* To be done
A - In the Prefect forum thread, why does the reply say that the CLI command `prefect deployment run flow_name/deployment_name` should serve the purpose of triggering a flow run on the agent running on an EC2 instance? Answer in one to three sentences.
B - Reproduce the stretch of the Prefect forum thread from "03/22/2022, 5:55 PM" through "the worker queue.", substituting "option" for every occurrence of "flag".

----- Given text

Hello any possibility of adding a r flag or run flag when on Prefect Community #ask-community

Hello, any possibility of adding a -r flag or --ru...

Rajan Subramanian

03/22/2022, 5:55 PM

Hello, any possibility of adding a -r flag or --run flag when one does

Copy code

prefect deployment create deployment_name

that runs a deployment if a worker agent is already listening, if not, then its scheduled to run once upon creation of the worker queue.

Anna Geller

03/22/2022, 7:35 PM

hmm so currently if you do:

Copy code

prefect deployment run flow_name/deployment_name

it will trigger a run on your agent

Anna Geller

03/22/2022, 7:38 PM

we also have a feature that allows triggering a flow run from an already existing (i.e. already created) deployment via API call - is that what you are trying to do? if so, you can do this via

OrionClient.create_flow_run_from_deployment

or via a direct API call. If not, can you describe the problem you try to solve a bit more? What would be needed for your use case - triggering a flow run that gets executed on the agent you spun up on your EC2 instance? if so, then the CLI command above should have the same effect as it will create a flow run scheduled for now If you attach a schedule on your

DeploymentSpec

this will also trigger a flow run running on your agent, provided that the

DeploymentSpec

definition matches the work queue filter criteria

Rajan Subramanian

03/25/2022, 3:58 PM

@Anna Geller, thanks for your response, since the process i am running is running indefinitely, what type of schedule should i add? should it be rescheduled every 1000 days or something? and what happens when a run is scheduled, does that override the previous run?

----------
----- Material provided

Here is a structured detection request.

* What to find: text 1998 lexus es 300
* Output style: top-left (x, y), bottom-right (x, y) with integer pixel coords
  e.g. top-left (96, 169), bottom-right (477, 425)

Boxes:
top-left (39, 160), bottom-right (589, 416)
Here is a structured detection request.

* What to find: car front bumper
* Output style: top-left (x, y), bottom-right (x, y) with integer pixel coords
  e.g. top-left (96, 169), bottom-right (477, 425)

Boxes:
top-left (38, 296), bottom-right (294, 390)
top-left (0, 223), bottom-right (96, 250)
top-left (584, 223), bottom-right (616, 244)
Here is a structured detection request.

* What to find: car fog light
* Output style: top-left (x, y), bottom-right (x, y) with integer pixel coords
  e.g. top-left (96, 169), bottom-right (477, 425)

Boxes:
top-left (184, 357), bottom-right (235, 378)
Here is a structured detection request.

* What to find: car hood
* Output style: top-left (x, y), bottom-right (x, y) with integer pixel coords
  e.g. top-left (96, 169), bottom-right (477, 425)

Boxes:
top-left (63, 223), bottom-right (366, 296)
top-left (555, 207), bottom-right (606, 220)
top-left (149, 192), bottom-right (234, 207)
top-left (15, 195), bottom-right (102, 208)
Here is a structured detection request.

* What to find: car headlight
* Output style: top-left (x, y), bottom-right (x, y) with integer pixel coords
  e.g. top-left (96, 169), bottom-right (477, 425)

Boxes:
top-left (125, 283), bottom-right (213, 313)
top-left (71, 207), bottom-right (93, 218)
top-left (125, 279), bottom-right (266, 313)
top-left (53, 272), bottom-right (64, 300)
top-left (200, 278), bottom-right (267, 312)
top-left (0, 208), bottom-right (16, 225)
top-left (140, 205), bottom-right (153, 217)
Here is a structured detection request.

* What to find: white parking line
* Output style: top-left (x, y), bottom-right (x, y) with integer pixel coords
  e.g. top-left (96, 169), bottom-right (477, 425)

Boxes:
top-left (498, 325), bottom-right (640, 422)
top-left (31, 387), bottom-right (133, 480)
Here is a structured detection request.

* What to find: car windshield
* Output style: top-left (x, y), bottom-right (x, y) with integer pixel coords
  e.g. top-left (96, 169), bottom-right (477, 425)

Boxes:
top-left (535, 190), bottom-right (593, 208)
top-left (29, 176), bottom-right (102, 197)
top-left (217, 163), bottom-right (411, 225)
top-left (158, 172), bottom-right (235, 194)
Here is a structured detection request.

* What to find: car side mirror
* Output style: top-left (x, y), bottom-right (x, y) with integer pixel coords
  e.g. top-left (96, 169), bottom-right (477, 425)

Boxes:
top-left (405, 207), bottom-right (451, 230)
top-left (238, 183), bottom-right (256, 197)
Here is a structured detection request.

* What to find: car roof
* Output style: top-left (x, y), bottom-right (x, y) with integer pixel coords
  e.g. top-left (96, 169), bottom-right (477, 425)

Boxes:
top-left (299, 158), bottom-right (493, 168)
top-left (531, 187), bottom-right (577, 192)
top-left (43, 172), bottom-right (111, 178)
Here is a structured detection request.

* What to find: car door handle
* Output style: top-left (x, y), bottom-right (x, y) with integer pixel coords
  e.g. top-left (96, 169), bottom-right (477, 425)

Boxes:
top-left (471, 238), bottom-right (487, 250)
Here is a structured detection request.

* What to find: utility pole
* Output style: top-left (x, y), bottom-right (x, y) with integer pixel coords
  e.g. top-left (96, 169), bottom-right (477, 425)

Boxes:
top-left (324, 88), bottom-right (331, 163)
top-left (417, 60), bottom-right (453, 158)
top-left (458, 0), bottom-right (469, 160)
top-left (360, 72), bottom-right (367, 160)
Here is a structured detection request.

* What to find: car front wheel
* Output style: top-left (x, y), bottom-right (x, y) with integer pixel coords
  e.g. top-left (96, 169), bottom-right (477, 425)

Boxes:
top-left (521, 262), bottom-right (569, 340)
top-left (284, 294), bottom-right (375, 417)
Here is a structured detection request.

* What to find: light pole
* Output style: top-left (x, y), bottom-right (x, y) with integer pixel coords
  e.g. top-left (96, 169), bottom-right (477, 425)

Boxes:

----------

* In response
A - The command creates a flow run scheduled for now, so it triggers a run on the agent. It should therefore have the same effect as triggering a flow run that gets executed on the agent spun up on the EC2 instance.

B -
03/22/2022, 5:55 PM

Hello, any possibility of adding a -r option or --run option when one does

Copy code

prefect deployment create deployment_name

that runs a deployment if a worker agent is already listening, if not, then its scheduled to run once upon creation of the worker queue.